┌─ Trecho fornecido
Isso inevitavelmente contribui para fortalecer o racismo, contribuindo decisivamente para tornar o processo de branqueamento uma saída para inúmeros afro-brasileiros em seu legitimo desejo de ascensão social e reconhecimento público. Um dos nossos maiores escritores e, influente homem público era afro-descendente. Entretanto, em seu atestado de óbito, é declarado como branco: Machado de Assis, no Brasil República com seu ideário higienista e seu propósito de branqueamento, foi transformado em branco para contemplar a cegueira de nossas elites nacionais.
Seu atestado de óbito, antes de mais nada, confirma o processo de branqueamento a que estamos expostos. Isso nos informa um ideário eugênico inscrito no ordenamento: “negro desapareça ou torne-se branco”. Injunção racista que nos remete ao impossível.
└─
┌─ Dados registrados
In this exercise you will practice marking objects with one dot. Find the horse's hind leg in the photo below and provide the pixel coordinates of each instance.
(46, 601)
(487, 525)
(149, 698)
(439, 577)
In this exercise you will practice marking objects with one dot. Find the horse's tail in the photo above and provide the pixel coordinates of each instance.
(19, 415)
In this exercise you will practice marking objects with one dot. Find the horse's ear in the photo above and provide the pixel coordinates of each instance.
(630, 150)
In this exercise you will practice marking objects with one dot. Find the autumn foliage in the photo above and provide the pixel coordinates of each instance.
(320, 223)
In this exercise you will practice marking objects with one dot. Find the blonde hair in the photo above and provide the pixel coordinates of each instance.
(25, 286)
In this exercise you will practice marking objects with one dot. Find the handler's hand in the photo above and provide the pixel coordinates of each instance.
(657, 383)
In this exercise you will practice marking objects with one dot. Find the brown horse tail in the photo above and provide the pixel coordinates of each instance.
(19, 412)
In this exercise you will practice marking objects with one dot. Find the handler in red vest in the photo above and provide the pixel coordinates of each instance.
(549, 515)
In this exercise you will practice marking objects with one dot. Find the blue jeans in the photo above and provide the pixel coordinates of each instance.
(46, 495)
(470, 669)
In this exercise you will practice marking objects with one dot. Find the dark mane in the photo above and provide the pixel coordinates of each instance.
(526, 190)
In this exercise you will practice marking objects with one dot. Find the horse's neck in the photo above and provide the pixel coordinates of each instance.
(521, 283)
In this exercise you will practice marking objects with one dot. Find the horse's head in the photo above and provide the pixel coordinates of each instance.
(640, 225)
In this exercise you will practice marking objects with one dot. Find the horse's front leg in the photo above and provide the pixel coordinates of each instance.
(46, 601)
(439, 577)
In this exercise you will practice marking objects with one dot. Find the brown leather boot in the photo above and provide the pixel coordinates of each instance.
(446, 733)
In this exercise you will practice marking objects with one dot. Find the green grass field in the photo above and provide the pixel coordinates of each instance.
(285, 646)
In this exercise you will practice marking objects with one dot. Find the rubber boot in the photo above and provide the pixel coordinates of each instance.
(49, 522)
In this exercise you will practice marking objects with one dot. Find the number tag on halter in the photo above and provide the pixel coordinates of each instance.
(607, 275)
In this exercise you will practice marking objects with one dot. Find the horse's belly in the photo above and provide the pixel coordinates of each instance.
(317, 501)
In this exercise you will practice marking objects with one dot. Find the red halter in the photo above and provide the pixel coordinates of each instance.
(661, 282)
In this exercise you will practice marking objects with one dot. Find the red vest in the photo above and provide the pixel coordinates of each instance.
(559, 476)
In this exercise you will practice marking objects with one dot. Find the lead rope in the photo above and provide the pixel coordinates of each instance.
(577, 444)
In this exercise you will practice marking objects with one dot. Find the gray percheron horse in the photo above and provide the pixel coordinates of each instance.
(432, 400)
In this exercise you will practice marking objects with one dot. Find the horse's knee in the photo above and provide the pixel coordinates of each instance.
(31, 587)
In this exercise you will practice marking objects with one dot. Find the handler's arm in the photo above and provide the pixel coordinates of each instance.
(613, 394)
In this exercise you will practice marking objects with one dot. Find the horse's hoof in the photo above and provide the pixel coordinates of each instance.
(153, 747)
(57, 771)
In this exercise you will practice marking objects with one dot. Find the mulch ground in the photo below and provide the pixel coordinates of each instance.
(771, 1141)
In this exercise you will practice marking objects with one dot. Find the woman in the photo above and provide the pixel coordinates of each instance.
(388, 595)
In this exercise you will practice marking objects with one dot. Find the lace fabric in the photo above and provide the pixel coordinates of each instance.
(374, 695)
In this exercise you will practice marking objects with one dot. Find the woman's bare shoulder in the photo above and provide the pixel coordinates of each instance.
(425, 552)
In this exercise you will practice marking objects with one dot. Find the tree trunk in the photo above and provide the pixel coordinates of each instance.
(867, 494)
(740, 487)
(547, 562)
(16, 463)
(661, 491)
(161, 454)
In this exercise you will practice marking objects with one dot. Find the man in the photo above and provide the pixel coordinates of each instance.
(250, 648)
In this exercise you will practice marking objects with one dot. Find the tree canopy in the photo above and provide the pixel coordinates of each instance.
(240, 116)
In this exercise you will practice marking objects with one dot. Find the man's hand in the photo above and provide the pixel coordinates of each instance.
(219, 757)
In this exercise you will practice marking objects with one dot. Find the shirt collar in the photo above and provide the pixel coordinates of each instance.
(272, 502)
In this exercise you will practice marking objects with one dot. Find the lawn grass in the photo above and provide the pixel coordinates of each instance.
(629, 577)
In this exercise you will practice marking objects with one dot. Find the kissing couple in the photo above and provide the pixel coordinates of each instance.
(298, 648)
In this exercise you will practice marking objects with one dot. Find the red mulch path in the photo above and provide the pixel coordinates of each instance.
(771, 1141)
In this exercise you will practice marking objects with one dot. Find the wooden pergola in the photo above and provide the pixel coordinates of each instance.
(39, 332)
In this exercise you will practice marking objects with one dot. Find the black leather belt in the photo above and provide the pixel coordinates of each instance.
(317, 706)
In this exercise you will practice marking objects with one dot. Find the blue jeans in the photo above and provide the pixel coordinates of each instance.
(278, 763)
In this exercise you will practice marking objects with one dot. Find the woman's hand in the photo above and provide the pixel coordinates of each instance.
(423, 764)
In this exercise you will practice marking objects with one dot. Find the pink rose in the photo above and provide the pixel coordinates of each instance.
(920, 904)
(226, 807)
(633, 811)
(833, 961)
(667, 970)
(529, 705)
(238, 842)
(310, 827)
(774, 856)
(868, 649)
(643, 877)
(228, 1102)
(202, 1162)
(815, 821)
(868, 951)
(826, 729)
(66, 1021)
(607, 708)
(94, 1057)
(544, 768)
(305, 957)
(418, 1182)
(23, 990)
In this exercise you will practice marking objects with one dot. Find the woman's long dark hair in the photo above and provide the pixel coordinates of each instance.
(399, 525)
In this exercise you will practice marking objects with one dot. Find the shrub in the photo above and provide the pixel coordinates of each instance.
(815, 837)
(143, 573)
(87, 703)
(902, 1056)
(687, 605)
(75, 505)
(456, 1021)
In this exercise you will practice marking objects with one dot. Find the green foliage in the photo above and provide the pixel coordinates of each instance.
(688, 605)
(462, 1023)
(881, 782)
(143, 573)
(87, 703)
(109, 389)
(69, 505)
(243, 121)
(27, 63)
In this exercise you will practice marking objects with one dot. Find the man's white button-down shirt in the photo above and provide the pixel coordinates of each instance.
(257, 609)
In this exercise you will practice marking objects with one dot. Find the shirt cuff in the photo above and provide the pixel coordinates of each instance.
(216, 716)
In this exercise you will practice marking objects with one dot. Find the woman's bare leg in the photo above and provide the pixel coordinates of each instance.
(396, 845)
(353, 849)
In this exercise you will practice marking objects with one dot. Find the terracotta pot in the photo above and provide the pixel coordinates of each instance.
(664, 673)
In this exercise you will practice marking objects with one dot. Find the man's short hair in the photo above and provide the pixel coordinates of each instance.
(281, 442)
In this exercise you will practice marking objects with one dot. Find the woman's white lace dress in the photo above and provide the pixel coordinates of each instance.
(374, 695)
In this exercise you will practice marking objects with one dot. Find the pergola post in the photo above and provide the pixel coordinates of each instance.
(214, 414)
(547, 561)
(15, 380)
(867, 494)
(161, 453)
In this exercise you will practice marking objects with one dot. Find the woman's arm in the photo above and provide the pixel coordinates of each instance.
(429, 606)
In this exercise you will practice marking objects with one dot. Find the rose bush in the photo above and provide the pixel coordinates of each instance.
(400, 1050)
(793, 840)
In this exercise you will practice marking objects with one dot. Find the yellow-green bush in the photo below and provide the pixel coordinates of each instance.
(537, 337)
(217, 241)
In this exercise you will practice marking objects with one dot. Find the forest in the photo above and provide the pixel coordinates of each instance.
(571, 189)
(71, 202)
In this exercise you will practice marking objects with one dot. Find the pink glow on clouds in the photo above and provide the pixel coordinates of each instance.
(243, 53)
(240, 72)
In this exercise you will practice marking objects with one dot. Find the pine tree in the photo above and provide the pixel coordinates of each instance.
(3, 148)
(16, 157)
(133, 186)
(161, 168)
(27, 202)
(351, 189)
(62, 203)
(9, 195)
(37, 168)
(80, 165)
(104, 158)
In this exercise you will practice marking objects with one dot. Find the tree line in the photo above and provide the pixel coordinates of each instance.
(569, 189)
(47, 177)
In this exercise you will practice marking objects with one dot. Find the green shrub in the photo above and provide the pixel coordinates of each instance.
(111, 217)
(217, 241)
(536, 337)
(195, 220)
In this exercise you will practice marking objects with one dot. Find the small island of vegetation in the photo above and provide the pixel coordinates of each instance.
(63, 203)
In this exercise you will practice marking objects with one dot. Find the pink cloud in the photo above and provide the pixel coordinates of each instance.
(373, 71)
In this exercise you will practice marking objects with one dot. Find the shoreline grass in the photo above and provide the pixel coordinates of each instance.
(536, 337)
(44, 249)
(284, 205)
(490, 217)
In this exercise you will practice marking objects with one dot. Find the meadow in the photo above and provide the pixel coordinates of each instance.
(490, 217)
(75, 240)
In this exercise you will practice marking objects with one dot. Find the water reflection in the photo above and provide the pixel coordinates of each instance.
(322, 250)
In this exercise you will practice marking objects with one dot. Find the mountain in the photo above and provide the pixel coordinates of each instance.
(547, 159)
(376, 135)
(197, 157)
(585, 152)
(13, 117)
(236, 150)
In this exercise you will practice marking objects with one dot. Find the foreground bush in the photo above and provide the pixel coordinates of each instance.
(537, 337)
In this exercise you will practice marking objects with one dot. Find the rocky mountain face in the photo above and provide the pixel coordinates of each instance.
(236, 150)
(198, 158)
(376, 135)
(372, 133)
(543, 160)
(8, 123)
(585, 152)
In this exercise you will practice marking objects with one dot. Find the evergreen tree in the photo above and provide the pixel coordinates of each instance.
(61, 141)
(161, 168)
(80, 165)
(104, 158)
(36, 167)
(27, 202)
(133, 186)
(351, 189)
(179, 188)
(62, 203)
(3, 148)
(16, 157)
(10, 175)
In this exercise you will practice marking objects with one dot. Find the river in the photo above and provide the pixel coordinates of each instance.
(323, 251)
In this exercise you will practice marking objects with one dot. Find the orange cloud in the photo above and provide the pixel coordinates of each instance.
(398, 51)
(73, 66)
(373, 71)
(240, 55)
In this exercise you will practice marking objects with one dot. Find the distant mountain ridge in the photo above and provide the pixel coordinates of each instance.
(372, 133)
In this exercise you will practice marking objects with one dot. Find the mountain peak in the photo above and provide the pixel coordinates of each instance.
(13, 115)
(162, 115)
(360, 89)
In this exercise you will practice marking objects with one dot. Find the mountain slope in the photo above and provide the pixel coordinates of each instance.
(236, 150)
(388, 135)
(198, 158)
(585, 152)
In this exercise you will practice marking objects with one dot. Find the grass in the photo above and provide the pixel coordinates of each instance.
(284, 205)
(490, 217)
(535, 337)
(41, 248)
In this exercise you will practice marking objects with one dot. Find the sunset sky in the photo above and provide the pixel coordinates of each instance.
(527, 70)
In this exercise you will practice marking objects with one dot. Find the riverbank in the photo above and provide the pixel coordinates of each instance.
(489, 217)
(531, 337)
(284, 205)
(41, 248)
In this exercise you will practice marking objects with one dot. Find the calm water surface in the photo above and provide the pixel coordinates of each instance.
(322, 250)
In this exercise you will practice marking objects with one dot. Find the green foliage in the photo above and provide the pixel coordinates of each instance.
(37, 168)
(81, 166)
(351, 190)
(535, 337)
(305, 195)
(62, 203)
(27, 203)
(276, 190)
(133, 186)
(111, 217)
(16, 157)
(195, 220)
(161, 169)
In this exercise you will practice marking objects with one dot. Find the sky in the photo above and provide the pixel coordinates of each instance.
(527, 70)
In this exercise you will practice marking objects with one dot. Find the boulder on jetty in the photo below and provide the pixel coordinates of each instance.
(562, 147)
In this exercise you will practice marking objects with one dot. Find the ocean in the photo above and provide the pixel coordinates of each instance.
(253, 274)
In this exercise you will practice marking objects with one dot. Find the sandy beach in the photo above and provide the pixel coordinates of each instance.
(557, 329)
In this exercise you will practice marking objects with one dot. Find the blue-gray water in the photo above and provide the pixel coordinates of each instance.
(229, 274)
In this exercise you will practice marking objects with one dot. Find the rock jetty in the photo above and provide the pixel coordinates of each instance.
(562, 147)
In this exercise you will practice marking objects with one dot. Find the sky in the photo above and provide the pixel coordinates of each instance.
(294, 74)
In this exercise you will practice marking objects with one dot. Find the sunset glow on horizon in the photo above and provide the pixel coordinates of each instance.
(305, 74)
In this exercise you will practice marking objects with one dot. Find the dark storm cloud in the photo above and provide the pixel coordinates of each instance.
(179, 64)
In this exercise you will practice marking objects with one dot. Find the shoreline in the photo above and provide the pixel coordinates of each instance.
└─
→ **Tarefas propostas**
(A) Com base no trecho sobre o branqueamento, responda às perguntas a seguir:
(i) Como Machado de Assis é declarado em seu atestado de óbito?
(ii) Qual ordenamento, citado entre aspas, expressa o ideário eugênico?
(iii) O processo de branqueamento se torna uma saída para inúmeros afro-brasileiros em que desejo?
(B) Traduza para o inglês a seguinte frase do trecho sobre o branqueamento: "Seu atestado de óbito, antes de mais nada, confirma o processo de branqueamento a que estamos expostos."
(C) Reescreva de forma mais concisa o parágrafo do trecho sobre o branqueamento que começa por "Isso inevitavelmente contribui", mantendo seus fatos principais.

→ **Respostas dos exercícios**
(A)
(i) Como branco.
(ii) "negro desapareça ou torne-se branco"
(iii) Em seu legítimo desejo de ascensão social e reconhecimento público.

(B) His death certificate, first and foremost, confirms the whitening process to which we are exposed.

(C) Isso fortalece o racismo e torna o branqueamento uma saída para muitos afro-brasileiros que desejam ascensão social e reconhecimento público. Machado de Assis, grande escritor e influente homem público afro-descendente, foi declarado branco em seu atestado de óbito. Isso ocorreu no Brasil República, com seu ideário higienista e seu propósito de branqueamento, para contemplar a cegueira das elites nacionais.